#### 文書抜粋

§

ガスがほどよく落ち着いていて、なおかつキンキンに冷えている。キリンラガー特有の苦味が心地よいアクセント。蒸し暑い九州の夜も、この一杯で乗り切れる!一杯と言わず、二杯目も飲みたい!
オールインワン(750円)
福岡市内と比べればだいぶ涼しいのでしょう。デパートの屋上ビアガーデンのような風は感じられませんが、砂を敷いた地面の冷たさが脚に心地よく伝わってきます。
塩豆やサラミなど、昭和のビアガーデンで楽しまれるようなおつまみをつまみながら、情緒に浸りながら楽しい時間です。
一番搾り<黒生>とキリンラガーのハーフ&ハーフジョッキ(700円)
ハーフ&ハーフが黄昏時のテーブルを赤く染めています。
お客さんは入れ替わることなく、皆さんゆったりと仲間同士語らいつつ時間をかけて飲んでいます。こちらもそんなペースに合わせて、のんびりと甘いビールを楽しみました。
ごちそうさま
まるで昭和のキリン直営ビアガーデンにタイムスリップして迷い込んだような不思議な空間の『ビヤガーデン博多屋』。キリン好きの方はもちんろ、レトロな居酒屋がお好きな方は、足を運ぶ価値は十分にあると思います。

§

#### 収集データ

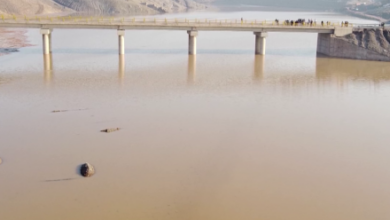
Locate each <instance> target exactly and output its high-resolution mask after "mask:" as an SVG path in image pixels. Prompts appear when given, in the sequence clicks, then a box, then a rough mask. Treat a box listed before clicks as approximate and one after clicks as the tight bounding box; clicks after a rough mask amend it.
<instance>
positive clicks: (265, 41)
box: [254, 32, 268, 55]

§

#### 担当課題 A
ビアガーデンの記事から、「福岡市内と比べればだいぶ涼し」を含む語句で始まり「価値は十分にあると思います。」で終わる部分を、一字一句違えずに書き写してください。
#### 担当課題 B
ビアガーデンの記事で「ビアガーデン」という語を含む文を、すべて挙げてください。
一覧は参照しなくても差し支えありません。

#### 課題の解答 A
福岡市内と比べればだいぶ涼しいのでしょう。デパートの屋上ビアガーデンのような風は感じられませんが、砂を敷いた地面の冷たさが脚に心地よく伝わってきます。
塩豆やサラミなど、昭和のビアガーデンで楽しまれるようなおつまみをつまみながら、情緒に浸りながら楽しい時間です。
一番搾り<黒生>とキリンラガーのハーフ&ハーフジョッキ(700円)
ハーフ&ハーフが黄昏時のテーブルを赤く染めています。
お客さんは入れ替わることなく、皆さんゆったりと仲間同士語らいつつ時間をかけて飲んでいます。こちらもそんなペースに合わせて、のんびりと甘いビールを楽しみました。
ごちそうさま
まるで昭和のキリン直営ビアガーデンにタイムスリップして迷い込んだような不思議な空間の『ビヤガーデン博多屋』。キリン好きの方はもちんろ、レトロな居酒屋がお好きな方は、足を運ぶ価値は十分にあると思います。

#### 課題の解答 B
- デパートの屋上ビアガーデンのような風は感じられませんが、砂を敷いた地面の冷たさが脚に心地よく伝わってきます。
- 塩豆やサラミなど、昭和のビアガーデンで楽しまれるようなおつまみをつまみながら、情緒に浸りながら楽しい時間です。
- まるで昭和のキリン直営ビアガーデンにタイムスリップして迷い込んだような不思議な空間の『ビヤガーデン博多屋』。